Goal of the exercise. Please reproduce every record, keeping each one exactly as written.

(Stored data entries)
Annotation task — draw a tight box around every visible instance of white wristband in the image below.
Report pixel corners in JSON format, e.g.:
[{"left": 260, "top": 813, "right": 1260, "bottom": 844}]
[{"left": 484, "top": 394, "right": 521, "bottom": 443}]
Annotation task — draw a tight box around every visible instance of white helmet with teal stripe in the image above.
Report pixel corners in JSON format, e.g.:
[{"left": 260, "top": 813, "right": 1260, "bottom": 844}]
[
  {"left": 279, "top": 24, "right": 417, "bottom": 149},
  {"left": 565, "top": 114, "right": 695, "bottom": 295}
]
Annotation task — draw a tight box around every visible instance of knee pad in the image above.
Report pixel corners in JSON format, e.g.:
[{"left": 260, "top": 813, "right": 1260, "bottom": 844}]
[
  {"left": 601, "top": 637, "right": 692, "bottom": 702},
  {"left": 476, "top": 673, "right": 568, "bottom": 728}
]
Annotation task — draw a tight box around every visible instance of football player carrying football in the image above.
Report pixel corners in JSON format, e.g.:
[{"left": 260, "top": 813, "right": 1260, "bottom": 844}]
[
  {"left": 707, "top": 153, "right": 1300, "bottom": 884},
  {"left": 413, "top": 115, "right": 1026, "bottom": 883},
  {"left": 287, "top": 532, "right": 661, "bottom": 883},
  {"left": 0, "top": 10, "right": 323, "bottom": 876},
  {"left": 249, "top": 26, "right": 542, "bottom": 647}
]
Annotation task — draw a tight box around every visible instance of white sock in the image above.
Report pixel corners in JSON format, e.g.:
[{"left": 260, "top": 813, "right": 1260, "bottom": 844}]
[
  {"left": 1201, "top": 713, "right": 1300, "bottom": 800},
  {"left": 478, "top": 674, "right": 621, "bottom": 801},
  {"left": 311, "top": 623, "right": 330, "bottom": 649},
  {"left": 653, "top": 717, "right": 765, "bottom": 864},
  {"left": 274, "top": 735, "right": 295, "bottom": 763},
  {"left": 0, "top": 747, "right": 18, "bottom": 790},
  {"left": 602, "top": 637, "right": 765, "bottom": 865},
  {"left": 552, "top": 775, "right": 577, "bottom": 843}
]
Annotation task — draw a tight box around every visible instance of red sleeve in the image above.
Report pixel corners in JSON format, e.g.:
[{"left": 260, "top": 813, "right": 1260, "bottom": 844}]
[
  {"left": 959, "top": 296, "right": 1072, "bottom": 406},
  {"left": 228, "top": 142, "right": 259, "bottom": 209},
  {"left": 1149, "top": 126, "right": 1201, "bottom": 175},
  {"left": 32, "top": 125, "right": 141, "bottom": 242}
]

Problem solution.
Annotation task — draw a tight box around every visible instance of white wristband in the image below.
Report pixel corners in JSON format, e.g.:
[{"left": 260, "top": 813, "right": 1260, "bottom": 844}]
[{"left": 484, "top": 394, "right": 521, "bottom": 443}]
Annotation task — draw a tight box around every visible instance of white helmet with teal stripe in the image above.
Report pixel corners in JSON format, e.g.:
[{"left": 260, "top": 813, "right": 1260, "bottom": 844}]
[
  {"left": 279, "top": 24, "right": 417, "bottom": 149},
  {"left": 565, "top": 114, "right": 695, "bottom": 295}
]
Annotation task — draw a tight box around every visible instance of knee pad in the image above.
Report pixel corners in JSON format, e.g.:
[{"left": 260, "top": 813, "right": 1260, "bottom": 844}]
[
  {"left": 601, "top": 637, "right": 692, "bottom": 702},
  {"left": 476, "top": 673, "right": 568, "bottom": 728}
]
Annotation task — draw a tight box around every visible instance of football player carrying football in the image above.
Report pixel corners in JSON format, e.g.:
[{"left": 260, "top": 813, "right": 1260, "bottom": 844}]
[
  {"left": 707, "top": 153, "right": 1300, "bottom": 884},
  {"left": 413, "top": 115, "right": 1026, "bottom": 883},
  {"left": 287, "top": 532, "right": 661, "bottom": 883},
  {"left": 0, "top": 10, "right": 323, "bottom": 876},
  {"left": 249, "top": 26, "right": 542, "bottom": 647}
]
Annotation task — draw a tight box around every visible instance of white sock in the image above.
Report pixel corners in JSON format, e.g.:
[{"left": 260, "top": 813, "right": 1260, "bottom": 844}]
[
  {"left": 1201, "top": 713, "right": 1300, "bottom": 800},
  {"left": 478, "top": 674, "right": 621, "bottom": 801},
  {"left": 311, "top": 623, "right": 330, "bottom": 649},
  {"left": 653, "top": 717, "right": 765, "bottom": 864},
  {"left": 274, "top": 735, "right": 295, "bottom": 763},
  {"left": 0, "top": 747, "right": 18, "bottom": 790},
  {"left": 602, "top": 637, "right": 765, "bottom": 865},
  {"left": 552, "top": 775, "right": 577, "bottom": 843}
]
Annotation task — draw a tight box around every visible instance of red sleeve in the image above.
Report pixel corners in JSON format, e.g.:
[{"left": 260, "top": 813, "right": 1260, "bottom": 844}]
[
  {"left": 959, "top": 296, "right": 1072, "bottom": 406},
  {"left": 228, "top": 142, "right": 259, "bottom": 209},
  {"left": 1149, "top": 126, "right": 1201, "bottom": 175},
  {"left": 32, "top": 125, "right": 141, "bottom": 242}
]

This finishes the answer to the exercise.